* **ACTIVITY**
Using the data below, report how many lines hold the word "purple". Include nothing else in the reply.

[Dataset entries]
::::::

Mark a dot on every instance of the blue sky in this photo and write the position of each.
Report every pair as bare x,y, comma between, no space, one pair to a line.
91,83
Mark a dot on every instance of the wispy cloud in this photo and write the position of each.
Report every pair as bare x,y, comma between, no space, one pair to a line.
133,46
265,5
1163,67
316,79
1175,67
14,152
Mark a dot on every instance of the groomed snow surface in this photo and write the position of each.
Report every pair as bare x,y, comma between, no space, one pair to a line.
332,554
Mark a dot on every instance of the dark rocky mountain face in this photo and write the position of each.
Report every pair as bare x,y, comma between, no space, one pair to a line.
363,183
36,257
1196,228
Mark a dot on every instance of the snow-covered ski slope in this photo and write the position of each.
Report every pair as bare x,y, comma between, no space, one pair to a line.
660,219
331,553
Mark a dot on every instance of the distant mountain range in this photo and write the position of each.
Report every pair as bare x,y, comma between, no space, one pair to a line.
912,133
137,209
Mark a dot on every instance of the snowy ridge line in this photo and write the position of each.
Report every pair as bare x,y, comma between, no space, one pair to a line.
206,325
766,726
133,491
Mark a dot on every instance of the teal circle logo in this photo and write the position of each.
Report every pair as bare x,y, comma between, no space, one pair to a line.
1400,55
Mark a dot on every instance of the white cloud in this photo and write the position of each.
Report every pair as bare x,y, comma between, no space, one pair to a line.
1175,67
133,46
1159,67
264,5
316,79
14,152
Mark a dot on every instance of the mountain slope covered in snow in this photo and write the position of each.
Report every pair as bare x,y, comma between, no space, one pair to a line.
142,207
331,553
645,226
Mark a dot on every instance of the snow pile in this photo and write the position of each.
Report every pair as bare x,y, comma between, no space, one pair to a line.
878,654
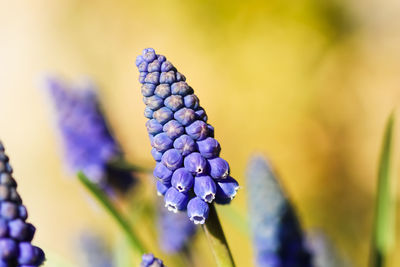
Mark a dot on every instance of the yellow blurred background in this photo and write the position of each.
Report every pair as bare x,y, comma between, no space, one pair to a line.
310,83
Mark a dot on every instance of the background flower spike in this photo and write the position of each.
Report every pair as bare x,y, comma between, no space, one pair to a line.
87,140
148,260
278,239
189,168
15,233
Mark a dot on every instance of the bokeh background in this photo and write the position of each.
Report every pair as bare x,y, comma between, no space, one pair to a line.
310,83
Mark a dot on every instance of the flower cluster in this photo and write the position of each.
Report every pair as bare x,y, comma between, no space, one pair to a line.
175,230
190,173
15,233
148,260
277,235
89,145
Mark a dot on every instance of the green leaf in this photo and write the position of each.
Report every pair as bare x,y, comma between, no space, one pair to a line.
217,241
113,211
384,226
121,164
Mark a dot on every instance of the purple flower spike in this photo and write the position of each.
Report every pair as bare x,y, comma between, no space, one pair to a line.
209,147
174,102
182,180
185,144
219,168
156,155
163,115
197,210
148,89
185,116
172,159
162,142
148,113
181,88
195,163
175,200
153,127
154,102
173,129
175,230
148,260
226,190
87,139
205,188
15,233
161,188
185,137
162,173
163,90
198,130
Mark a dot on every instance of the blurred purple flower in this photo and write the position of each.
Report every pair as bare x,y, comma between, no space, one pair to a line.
15,233
277,236
88,143
148,260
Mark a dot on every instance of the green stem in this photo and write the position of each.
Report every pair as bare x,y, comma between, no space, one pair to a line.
217,241
121,164
384,225
113,211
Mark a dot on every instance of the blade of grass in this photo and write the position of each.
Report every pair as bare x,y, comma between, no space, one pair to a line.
113,211
121,164
217,241
384,226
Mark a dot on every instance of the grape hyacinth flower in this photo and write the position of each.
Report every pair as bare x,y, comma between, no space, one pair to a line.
148,260
277,236
15,233
175,230
191,174
87,140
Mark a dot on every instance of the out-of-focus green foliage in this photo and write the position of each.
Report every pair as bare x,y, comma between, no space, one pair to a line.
384,226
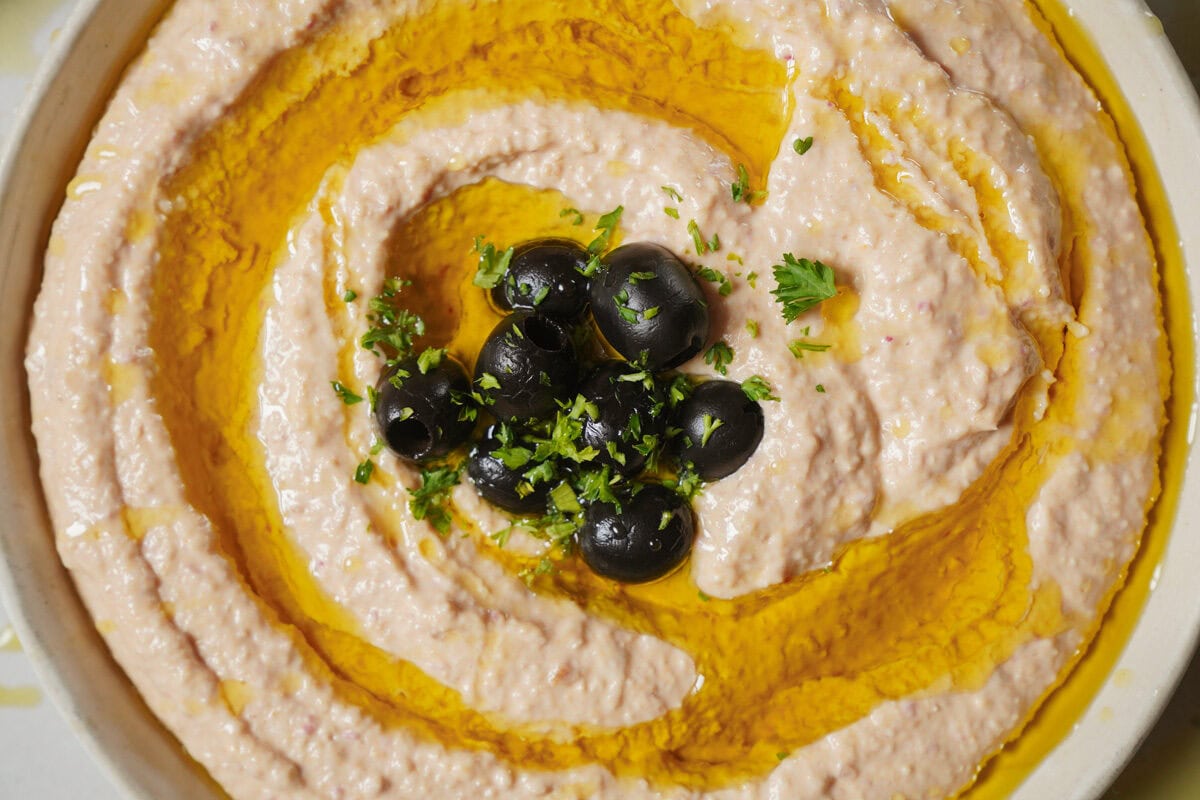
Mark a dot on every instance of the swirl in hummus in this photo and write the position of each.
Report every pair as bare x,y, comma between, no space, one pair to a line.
945,501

::::::

* **ANSWER SECTION**
2